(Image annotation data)
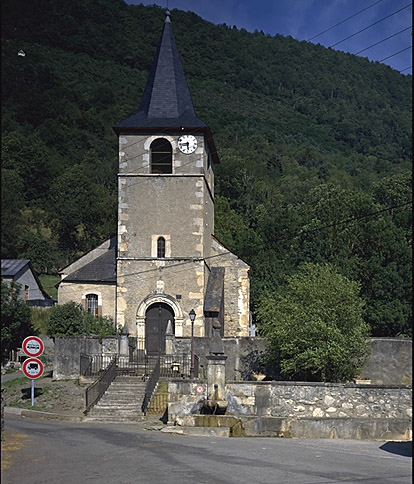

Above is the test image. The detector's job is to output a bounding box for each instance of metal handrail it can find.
[80,353,93,376]
[141,356,161,415]
[83,356,117,415]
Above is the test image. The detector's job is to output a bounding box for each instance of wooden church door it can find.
[145,303,174,355]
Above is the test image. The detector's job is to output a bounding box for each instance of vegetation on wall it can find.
[47,301,116,338]
[1,0,412,336]
[258,263,369,382]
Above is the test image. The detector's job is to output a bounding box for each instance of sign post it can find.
[22,336,44,407]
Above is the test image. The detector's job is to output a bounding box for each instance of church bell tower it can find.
[113,11,219,354]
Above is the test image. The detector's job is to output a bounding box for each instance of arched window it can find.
[150,138,172,174]
[157,237,165,259]
[86,294,99,317]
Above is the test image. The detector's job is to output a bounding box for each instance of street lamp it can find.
[188,309,195,379]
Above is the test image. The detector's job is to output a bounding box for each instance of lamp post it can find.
[189,309,195,379]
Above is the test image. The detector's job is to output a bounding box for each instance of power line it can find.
[299,202,411,235]
[307,0,383,42]
[329,3,411,47]
[378,45,411,62]
[354,25,411,55]
[113,202,411,277]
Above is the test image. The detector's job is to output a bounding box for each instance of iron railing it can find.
[80,353,115,377]
[142,356,161,415]
[83,356,117,415]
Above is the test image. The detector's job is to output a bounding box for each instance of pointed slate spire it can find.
[114,10,206,131]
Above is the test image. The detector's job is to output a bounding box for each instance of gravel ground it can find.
[2,371,87,417]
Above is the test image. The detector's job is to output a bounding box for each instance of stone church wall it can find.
[58,280,116,321]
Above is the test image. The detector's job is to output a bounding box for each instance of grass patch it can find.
[1,376,28,390]
[39,274,60,299]
[30,307,52,334]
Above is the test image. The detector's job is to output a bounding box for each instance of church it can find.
[58,11,250,354]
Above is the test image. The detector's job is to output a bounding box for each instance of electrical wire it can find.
[378,45,411,62]
[354,25,412,55]
[111,202,411,277]
[307,0,383,42]
[329,3,412,47]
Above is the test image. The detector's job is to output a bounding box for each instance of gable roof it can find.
[1,259,30,277]
[1,259,53,301]
[59,245,116,284]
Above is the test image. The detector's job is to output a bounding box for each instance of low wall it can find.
[361,338,413,385]
[226,382,412,418]
[53,336,119,380]
[174,337,412,385]
[168,380,412,440]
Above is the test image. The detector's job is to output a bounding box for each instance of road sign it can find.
[22,336,45,358]
[22,358,44,380]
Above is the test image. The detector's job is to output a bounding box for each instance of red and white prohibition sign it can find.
[22,358,44,380]
[22,336,45,358]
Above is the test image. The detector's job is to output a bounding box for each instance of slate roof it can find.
[61,245,116,283]
[114,11,207,132]
[204,267,225,313]
[1,259,30,277]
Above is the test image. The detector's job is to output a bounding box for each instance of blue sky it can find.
[126,0,412,74]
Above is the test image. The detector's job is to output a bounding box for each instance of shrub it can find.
[258,264,369,382]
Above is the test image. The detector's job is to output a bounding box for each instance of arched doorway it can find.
[145,302,174,355]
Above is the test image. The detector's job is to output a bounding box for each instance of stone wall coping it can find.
[226,380,412,389]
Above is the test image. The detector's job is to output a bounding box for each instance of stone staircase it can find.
[84,376,146,423]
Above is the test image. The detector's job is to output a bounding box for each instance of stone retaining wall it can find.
[168,380,412,440]
[226,382,412,418]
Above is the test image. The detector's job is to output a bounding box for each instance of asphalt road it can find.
[2,415,412,484]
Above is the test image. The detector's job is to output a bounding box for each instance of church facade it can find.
[58,12,249,354]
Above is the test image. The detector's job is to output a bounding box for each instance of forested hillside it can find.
[1,0,412,336]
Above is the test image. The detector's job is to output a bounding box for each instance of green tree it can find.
[47,301,116,338]
[1,281,33,359]
[47,301,86,338]
[257,263,369,382]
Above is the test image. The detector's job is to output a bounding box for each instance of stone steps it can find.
[84,376,150,423]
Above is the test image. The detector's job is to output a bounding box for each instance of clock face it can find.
[178,134,197,155]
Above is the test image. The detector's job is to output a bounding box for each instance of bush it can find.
[30,307,52,334]
[47,301,116,337]
[258,264,369,382]
[1,281,33,359]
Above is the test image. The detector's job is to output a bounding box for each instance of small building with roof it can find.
[1,259,56,307]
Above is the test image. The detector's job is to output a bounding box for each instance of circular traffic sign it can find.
[22,336,45,358]
[22,358,44,380]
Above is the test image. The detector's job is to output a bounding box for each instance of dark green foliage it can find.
[1,0,412,336]
[258,264,369,382]
[47,301,116,338]
[1,281,33,360]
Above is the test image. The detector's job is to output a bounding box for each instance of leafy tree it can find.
[257,264,369,382]
[1,281,33,359]
[47,301,86,338]
[47,301,116,338]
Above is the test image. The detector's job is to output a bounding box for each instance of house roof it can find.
[1,259,30,277]
[1,259,52,301]
[60,246,116,283]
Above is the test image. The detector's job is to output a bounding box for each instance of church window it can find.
[157,237,165,259]
[86,294,99,317]
[150,138,172,174]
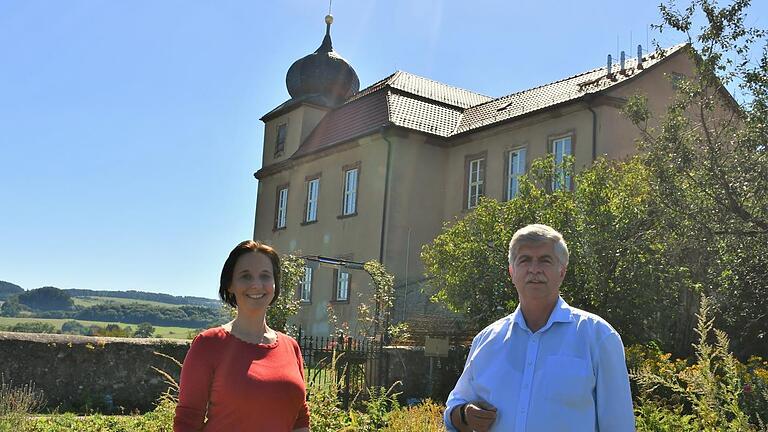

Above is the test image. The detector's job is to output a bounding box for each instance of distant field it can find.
[72,296,180,307]
[0,317,195,339]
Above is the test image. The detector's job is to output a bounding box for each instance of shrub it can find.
[631,297,768,431]
[382,399,446,432]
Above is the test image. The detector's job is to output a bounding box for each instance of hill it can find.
[62,288,221,309]
[0,281,24,300]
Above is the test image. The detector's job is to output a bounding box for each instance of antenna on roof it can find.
[619,51,625,74]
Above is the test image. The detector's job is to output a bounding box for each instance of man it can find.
[445,224,635,432]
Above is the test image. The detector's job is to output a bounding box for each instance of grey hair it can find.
[508,224,568,266]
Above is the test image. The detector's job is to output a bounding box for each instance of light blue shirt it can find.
[445,297,635,432]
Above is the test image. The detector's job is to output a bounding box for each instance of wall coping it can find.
[0,331,192,345]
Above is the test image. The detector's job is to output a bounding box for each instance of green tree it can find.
[133,322,155,338]
[61,320,90,336]
[625,0,768,356]
[422,156,694,349]
[17,287,75,311]
[8,321,56,333]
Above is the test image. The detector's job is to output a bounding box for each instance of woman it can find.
[173,240,309,432]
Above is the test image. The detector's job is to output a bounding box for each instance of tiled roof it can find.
[347,71,493,108]
[456,44,685,134]
[284,44,685,159]
[291,88,389,159]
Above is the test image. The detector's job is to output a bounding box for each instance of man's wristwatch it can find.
[459,404,469,426]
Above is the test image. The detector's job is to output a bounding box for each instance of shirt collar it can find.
[507,296,573,338]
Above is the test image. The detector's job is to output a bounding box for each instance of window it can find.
[507,149,525,200]
[275,187,288,229]
[304,178,320,222]
[334,269,349,302]
[299,266,312,303]
[552,136,573,191]
[466,157,485,209]
[275,123,288,156]
[341,168,358,216]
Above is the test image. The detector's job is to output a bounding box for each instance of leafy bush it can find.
[630,297,768,431]
[382,399,446,432]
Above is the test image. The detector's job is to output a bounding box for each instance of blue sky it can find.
[0,0,768,298]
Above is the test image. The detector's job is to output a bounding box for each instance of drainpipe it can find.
[587,105,597,162]
[379,124,392,265]
[374,124,392,343]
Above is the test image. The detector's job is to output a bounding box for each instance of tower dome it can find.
[285,15,360,105]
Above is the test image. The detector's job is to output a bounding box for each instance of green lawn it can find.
[72,296,180,308]
[0,317,195,339]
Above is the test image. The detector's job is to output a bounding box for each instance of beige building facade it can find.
[254,19,693,335]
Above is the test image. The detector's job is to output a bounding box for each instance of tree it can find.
[9,321,56,333]
[17,287,75,311]
[133,322,155,338]
[0,281,24,300]
[422,156,692,349]
[61,320,90,336]
[625,0,768,356]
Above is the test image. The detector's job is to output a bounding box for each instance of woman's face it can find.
[228,252,275,311]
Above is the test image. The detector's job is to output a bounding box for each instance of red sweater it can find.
[173,327,309,432]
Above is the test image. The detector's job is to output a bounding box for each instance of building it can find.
[254,16,693,335]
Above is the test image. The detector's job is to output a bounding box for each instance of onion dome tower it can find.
[285,15,360,106]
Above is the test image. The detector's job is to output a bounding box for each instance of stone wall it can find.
[0,332,467,413]
[384,347,469,402]
[0,332,190,413]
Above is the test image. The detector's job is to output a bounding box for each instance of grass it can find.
[72,296,181,308]
[0,317,195,339]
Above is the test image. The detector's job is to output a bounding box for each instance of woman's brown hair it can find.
[219,240,280,307]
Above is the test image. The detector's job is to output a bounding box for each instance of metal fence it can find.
[297,329,386,409]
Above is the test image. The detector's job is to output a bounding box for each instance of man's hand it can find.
[465,401,496,432]
[451,401,496,432]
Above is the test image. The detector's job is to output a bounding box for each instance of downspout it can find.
[587,105,597,162]
[374,124,392,346]
[379,125,392,265]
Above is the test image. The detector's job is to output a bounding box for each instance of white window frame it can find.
[507,148,526,200]
[275,187,288,229]
[552,136,573,191]
[336,269,350,301]
[467,157,485,209]
[275,123,288,154]
[341,168,360,216]
[305,178,320,222]
[299,266,312,303]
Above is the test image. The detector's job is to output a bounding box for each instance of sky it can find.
[0,0,768,298]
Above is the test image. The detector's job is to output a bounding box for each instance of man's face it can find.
[509,241,566,301]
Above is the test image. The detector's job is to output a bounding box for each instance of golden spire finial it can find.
[325,0,333,28]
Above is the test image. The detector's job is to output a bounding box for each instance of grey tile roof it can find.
[454,44,685,134]
[280,44,685,159]
[347,71,493,108]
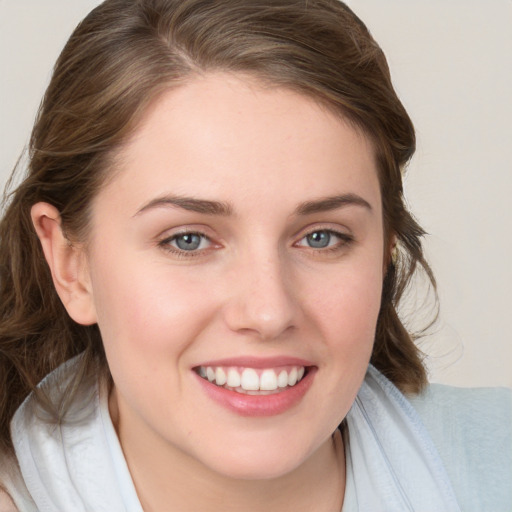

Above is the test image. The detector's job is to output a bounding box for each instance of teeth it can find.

EXERCISE REQUIREMENTS
Repeat, unchanged, the lines of the records from the one containing "grey hair it can find." through the one containing "[285,15,360,105]", including both of those lines.

EXPECTED OUTPUT
Above is the test image. The detector's job is to output a bounding box for each instance of grey hair it can find.
[508,224,568,266]
Above is the test image. The detector's job is to output a bounding box for each instance of light blue shirt it can find.
[445,297,635,432]
Above is the test image. The detector's job is to output a bounding box for each instance of wall coping it can find.
[0,331,192,345]
Above is the test image. The detector's job is to output a bounding box for each instance of green tree it can find.
[133,322,155,338]
[61,320,90,336]
[625,0,768,356]
[422,156,694,349]
[17,287,75,311]
[8,321,56,333]
Above is the test image. The detector's job is to output a bounding box for each instance of woman it can find.
[173,240,309,432]
Above is the test image. The detector's job is to output a bounding box for each instance of tiled roof it can find.
[347,71,493,108]
[456,44,685,134]
[284,44,685,159]
[291,88,389,159]
Above is the test image. The detector's job is to output a bounding box for each instance of man's wristwatch it can find.
[459,404,469,426]
Above is the test image. The detector's job is to output a bounding box for each instance of shirt collar it can find.
[507,296,573,338]
Above is the test image. The detector's job is to output a bounding box for each instance of window it can find.
[507,149,525,200]
[275,187,288,229]
[304,178,320,222]
[334,269,349,302]
[299,266,312,303]
[552,136,573,191]
[466,157,485,209]
[275,123,288,156]
[341,168,358,216]
Above is the test image. The detector's job is to output a bounding box for each instance of leafy bush it can find.
[630,297,768,431]
[382,399,446,432]
Above is the test image. The detector's job is to output a bounding box for each instance of blue sky it can find.
[0,0,768,298]
Above is the test image. The detector's job is to output a bounding box for each instance of drainpipe it can find.
[587,105,597,162]
[379,124,392,265]
[374,124,392,343]
Above is the test image. The detector's job is to output a bounding box for each instance of tower dome it can find.
[285,15,360,105]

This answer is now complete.